Entries from a dataset:

┄┄┄┄┄┄┄┄┄┄┄┄┄┄┄┄┄┄┄┄

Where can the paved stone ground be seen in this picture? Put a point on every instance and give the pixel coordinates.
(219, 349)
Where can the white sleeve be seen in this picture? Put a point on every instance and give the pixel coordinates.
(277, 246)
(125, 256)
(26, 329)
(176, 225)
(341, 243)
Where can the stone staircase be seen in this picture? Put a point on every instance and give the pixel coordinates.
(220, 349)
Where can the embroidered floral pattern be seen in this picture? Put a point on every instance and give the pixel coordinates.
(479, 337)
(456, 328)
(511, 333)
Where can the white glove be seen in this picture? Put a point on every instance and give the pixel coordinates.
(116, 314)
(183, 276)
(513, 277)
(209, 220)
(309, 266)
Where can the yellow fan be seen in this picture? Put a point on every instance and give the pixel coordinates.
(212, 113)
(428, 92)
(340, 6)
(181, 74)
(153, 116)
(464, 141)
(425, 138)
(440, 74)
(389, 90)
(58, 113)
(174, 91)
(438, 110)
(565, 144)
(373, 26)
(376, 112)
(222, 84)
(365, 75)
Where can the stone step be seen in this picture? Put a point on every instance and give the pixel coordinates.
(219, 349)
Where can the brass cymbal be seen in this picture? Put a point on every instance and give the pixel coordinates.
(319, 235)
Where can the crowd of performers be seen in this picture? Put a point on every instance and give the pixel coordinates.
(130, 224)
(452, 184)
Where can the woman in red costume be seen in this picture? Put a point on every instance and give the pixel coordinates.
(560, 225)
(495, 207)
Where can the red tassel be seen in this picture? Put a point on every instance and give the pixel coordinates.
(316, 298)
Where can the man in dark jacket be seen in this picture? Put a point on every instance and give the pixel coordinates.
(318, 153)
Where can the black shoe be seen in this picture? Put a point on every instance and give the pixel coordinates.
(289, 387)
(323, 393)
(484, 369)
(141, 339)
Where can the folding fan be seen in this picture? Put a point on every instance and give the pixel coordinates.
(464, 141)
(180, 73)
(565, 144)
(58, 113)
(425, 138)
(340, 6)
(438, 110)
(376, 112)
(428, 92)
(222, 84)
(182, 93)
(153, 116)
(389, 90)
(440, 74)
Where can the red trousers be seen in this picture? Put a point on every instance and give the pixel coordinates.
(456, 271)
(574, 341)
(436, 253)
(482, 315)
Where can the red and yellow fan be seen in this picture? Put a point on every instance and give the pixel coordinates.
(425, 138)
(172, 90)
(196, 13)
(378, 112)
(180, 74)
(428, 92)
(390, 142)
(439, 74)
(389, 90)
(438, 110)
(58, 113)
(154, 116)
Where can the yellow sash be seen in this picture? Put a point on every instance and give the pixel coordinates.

┄┄┄┄┄┄┄┄┄┄┄┄┄┄┄┄┄┄┄┄

*GOAL*: Every line of the records above needs to be given again exactly.

*THE SOLUTION*:
Where can the paved stone ground be seen in this picture? Put a point on every instance and give the pixel coordinates.
(219, 349)
Where can the white sleeve be seen in this picture? Put a point on every instance and give the pixel coordinates.
(277, 246)
(125, 256)
(26, 329)
(176, 225)
(341, 243)
Where can the stone staircase be seen in this picture? Put a point on every instance and give the pixel coordinates.
(220, 349)
Where can the embroidered floral pattern be seen in this picture? Put a point on every instance and give the pixel coordinates.
(479, 337)
(456, 328)
(511, 333)
Where can the white glove be seen in this picture? Put a point on every instance and give the pixel coordinates.
(116, 314)
(183, 276)
(513, 277)
(209, 220)
(309, 266)
Where can the yellow fan be seen in this picture? Put a point on every instance and give the pixel coordinates.
(212, 113)
(428, 92)
(340, 6)
(181, 74)
(153, 116)
(464, 141)
(425, 138)
(440, 74)
(389, 90)
(58, 113)
(174, 91)
(438, 110)
(565, 144)
(373, 26)
(376, 112)
(222, 84)
(365, 75)
Where can the stone step be seen in this picture? Put a point on every instance and give the pixel coordinates.
(219, 349)
Where can the brass cymbal be seen in this picture? Put a point on every instance and give the pixel coordinates.
(319, 235)
Where can the crowd of performers be seen in this picture? Put a point on every instance and give the pixel coordinates.
(130, 224)
(452, 184)
Where can the woman in red costume be seen in this picture? Put a point on every instance and give the pixel coordinates.
(560, 225)
(495, 207)
Where can the red tassel be seen in this picture? Put a point on every instance and give the pixel coordinates.
(316, 298)
Where can the man in dark jacket be seen in this picture? Put a point on every instance and give the pixel coordinates.
(318, 153)
Where can the black shoe be seen in this picture? Put a point on every instance and give the pixel coordinates.
(289, 387)
(323, 393)
(484, 369)
(141, 339)
Where can the folding fan be seen in this picture? Put a point on every instance and give the pixel coordinates.
(464, 141)
(180, 73)
(565, 144)
(58, 113)
(425, 138)
(340, 6)
(438, 110)
(376, 112)
(428, 92)
(222, 84)
(182, 93)
(153, 116)
(389, 90)
(440, 74)
Where can the red trousers be seen in this picture? Put a point on every instance and give the pixel coordinates.
(456, 271)
(574, 341)
(436, 253)
(482, 315)
Where can the red and yellow fan be seen in this picture? Put a point on every instance and give the pixel coordinates.
(425, 138)
(172, 90)
(196, 13)
(378, 112)
(180, 74)
(428, 92)
(390, 142)
(439, 74)
(389, 90)
(438, 110)
(58, 113)
(154, 116)
Where can the yellow sash be seen in this picture? Put a point on every instance and give the pixel coordinates.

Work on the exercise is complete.